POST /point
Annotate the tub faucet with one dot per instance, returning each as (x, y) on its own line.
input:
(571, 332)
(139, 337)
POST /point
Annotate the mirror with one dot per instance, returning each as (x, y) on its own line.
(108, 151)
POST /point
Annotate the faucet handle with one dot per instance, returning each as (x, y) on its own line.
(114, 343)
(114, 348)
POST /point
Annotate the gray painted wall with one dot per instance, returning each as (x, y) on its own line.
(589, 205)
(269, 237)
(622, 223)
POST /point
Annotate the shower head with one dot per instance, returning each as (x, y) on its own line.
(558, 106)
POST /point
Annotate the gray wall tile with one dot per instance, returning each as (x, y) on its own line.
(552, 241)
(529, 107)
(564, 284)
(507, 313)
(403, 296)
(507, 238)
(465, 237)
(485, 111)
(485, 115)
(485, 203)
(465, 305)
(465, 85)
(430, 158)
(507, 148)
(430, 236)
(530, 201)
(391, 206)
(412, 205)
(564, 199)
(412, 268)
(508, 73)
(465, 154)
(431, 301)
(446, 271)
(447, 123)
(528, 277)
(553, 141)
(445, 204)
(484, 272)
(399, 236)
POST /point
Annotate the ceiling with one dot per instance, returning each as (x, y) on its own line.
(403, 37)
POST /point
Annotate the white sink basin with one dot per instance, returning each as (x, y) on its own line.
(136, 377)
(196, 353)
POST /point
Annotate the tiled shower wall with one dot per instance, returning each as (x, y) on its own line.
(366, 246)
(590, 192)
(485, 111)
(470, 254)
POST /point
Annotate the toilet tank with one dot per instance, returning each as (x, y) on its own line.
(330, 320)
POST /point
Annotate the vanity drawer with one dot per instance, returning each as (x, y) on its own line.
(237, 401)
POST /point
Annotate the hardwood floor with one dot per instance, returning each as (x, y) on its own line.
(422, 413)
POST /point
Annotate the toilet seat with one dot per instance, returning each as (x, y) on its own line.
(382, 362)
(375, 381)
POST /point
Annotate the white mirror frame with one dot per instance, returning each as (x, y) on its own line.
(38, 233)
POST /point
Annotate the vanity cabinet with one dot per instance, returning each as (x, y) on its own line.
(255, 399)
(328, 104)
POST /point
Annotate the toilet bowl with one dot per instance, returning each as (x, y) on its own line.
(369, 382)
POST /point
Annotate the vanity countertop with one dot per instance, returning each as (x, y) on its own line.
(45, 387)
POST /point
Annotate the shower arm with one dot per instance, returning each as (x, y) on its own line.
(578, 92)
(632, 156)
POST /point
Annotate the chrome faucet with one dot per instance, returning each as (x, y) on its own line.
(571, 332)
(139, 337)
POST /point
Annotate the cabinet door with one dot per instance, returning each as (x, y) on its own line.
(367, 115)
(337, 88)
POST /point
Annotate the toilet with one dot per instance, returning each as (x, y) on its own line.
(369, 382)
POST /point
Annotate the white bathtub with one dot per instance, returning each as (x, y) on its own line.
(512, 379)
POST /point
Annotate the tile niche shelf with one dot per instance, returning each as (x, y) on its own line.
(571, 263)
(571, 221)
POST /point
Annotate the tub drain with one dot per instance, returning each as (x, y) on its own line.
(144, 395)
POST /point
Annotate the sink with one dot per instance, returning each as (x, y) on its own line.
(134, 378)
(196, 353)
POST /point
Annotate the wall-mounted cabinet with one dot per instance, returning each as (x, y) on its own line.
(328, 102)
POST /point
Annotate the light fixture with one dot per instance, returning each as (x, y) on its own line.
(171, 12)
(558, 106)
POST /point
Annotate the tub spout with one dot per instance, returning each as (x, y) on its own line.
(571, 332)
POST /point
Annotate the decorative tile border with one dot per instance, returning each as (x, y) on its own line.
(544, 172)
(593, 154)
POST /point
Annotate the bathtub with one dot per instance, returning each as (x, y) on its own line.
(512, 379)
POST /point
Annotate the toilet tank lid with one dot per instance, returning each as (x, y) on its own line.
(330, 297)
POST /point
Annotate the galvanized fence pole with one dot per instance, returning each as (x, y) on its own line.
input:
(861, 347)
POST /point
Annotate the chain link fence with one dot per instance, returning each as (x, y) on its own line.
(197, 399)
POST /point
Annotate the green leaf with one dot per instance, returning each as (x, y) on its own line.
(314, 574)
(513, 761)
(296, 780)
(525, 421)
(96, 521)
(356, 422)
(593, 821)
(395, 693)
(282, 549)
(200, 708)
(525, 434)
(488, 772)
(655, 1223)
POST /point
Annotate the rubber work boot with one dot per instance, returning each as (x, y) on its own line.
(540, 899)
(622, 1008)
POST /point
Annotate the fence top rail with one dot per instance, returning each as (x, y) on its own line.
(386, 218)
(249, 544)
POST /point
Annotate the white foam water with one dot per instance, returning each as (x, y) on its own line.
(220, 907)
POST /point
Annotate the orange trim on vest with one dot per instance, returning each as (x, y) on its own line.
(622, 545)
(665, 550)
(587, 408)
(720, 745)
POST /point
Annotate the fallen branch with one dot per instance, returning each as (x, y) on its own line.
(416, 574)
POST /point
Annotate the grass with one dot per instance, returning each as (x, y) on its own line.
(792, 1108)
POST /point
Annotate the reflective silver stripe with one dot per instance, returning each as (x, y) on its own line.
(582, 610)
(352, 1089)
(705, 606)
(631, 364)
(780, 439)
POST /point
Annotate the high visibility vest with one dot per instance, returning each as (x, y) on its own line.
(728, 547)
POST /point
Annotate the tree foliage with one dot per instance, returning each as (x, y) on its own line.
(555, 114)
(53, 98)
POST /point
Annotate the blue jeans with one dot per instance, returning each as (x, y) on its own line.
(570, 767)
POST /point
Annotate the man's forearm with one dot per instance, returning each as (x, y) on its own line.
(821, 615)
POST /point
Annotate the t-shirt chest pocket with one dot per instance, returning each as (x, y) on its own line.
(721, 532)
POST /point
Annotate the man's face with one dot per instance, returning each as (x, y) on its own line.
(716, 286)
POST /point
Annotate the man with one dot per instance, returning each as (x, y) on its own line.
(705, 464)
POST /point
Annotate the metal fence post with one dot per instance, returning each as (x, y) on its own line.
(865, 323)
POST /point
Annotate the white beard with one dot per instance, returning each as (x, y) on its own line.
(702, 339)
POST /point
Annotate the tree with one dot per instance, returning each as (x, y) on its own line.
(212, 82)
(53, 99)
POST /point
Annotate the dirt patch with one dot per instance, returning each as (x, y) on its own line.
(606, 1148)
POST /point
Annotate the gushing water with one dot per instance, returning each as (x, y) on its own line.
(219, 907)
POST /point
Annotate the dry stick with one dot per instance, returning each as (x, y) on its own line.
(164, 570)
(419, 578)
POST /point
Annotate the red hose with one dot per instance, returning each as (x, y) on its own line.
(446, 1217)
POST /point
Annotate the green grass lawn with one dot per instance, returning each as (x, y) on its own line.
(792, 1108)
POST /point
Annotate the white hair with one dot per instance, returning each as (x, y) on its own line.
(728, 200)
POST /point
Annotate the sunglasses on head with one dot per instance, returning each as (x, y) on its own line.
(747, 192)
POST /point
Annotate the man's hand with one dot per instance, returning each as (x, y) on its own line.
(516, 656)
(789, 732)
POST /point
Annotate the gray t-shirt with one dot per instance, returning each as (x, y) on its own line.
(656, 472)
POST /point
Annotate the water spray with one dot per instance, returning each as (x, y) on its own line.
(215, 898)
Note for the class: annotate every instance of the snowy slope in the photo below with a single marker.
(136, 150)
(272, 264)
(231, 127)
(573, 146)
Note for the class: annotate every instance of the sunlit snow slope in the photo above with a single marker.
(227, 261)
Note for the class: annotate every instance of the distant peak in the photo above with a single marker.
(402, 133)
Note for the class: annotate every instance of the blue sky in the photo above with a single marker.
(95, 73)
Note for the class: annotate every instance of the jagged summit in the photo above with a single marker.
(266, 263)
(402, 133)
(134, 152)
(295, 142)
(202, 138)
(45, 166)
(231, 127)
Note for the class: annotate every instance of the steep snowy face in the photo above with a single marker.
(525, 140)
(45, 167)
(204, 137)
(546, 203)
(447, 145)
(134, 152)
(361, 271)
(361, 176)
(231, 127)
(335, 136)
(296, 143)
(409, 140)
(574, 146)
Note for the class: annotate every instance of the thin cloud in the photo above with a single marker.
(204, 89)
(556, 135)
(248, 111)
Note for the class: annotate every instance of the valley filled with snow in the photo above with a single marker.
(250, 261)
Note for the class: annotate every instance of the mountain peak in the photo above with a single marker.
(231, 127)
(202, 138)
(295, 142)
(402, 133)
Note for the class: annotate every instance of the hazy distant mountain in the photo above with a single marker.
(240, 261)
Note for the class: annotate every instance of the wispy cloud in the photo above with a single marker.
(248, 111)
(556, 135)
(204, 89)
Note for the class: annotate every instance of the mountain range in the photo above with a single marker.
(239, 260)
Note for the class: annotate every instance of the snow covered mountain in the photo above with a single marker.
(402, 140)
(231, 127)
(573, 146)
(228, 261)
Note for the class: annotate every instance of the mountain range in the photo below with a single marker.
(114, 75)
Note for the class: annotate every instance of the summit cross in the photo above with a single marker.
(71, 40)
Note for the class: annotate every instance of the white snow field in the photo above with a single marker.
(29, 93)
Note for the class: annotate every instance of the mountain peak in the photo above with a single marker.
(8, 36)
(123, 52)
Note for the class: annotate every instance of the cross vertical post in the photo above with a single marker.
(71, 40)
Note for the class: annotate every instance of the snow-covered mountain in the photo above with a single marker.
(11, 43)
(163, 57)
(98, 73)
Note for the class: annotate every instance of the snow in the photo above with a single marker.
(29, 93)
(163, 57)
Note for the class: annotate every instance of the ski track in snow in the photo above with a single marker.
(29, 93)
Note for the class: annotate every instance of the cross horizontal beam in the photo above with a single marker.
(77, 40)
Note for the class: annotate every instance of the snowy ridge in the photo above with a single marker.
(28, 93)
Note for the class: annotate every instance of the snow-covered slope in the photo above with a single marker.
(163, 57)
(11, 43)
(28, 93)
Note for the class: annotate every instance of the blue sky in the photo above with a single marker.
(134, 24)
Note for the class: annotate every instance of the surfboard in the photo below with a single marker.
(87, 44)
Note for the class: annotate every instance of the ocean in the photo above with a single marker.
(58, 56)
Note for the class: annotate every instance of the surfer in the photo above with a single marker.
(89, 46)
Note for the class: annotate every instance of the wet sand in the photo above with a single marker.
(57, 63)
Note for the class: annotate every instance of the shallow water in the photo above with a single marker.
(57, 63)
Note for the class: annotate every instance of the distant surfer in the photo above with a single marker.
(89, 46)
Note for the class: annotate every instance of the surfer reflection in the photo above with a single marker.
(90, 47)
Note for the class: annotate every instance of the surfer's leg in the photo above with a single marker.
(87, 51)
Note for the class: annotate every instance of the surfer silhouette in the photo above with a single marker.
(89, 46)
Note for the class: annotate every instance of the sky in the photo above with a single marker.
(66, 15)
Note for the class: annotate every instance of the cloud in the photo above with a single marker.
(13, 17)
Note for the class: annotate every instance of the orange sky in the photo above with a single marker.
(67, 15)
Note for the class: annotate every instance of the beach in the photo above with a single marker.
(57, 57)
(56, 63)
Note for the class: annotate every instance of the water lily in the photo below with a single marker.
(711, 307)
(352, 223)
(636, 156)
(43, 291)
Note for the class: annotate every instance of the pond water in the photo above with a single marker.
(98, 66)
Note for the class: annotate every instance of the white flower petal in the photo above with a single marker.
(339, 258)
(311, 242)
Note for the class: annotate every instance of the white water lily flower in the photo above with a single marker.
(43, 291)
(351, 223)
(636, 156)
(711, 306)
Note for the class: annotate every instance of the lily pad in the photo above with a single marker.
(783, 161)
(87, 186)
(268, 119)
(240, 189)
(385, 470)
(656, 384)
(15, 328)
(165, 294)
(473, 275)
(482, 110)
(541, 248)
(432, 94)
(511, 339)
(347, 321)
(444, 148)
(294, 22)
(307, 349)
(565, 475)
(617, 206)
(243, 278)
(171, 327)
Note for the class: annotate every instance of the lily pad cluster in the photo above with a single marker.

__DIRECTIONS FOR THIS TASK__
Quote only the lines from the line containing "Note for the class: annotate every instance of the wet" through the end of the entries, keeping the first and the last.

__FINAL RESULT__
Note for the class: annotate every instance of the wet sand in the photo above with a single marker.
(57, 63)
Note for the class: annotate every instance of the shallow water in the photo above with a single marker.
(57, 63)
Note for the class: annotate every instance of the distant surfer in the photo above with a single marker.
(89, 46)
Note for the class: annotate every instance of the surfer reflection in the photo above with a single marker.
(90, 47)
Note for the class: annotate every instance of the surfer's leg in the photo above with a single marker.
(87, 51)
Note for the class: annotate every instance of the surfer silhouette in the photo above with a single marker.
(89, 46)
Note for the class: annotate every instance of the sky in the photo above with a single marker.
(66, 15)
Note for the class: annotate every instance of the cloud in the photo above with a single marker.
(13, 17)
Note for the class: annotate every instance of the orange sky in the photo above with a single marker.
(67, 15)
Note for the class: annotate every instance of the beach in the photo above with a single marker.
(57, 57)
(56, 63)
Note for the class: annotate every instance of the water lily in the photo below with a single marker.
(711, 307)
(352, 223)
(636, 156)
(43, 291)
Note for the class: annotate every instance of the pond water in the photo above with a single marker.
(98, 66)
Note for the class: annotate every instance of the white flower petal in the photo above with a single marker.
(339, 258)
(311, 242)
Note for the class: annotate every instance of the white water lily flower in the photo above with a single marker.
(43, 291)
(351, 223)
(636, 156)
(711, 306)
Note for the class: annotate every instance of the lily pad in the photo above with a single marker.
(783, 161)
(87, 186)
(268, 119)
(240, 189)
(385, 470)
(656, 384)
(15, 328)
(165, 294)
(473, 275)
(482, 110)
(541, 248)
(432, 94)
(511, 339)
(347, 321)
(444, 148)
(294, 22)
(307, 349)
(565, 475)
(617, 206)
(243, 278)
(171, 327)
Note for the class: annotate every instance of the lily pad cluster in the photo above with a single marker.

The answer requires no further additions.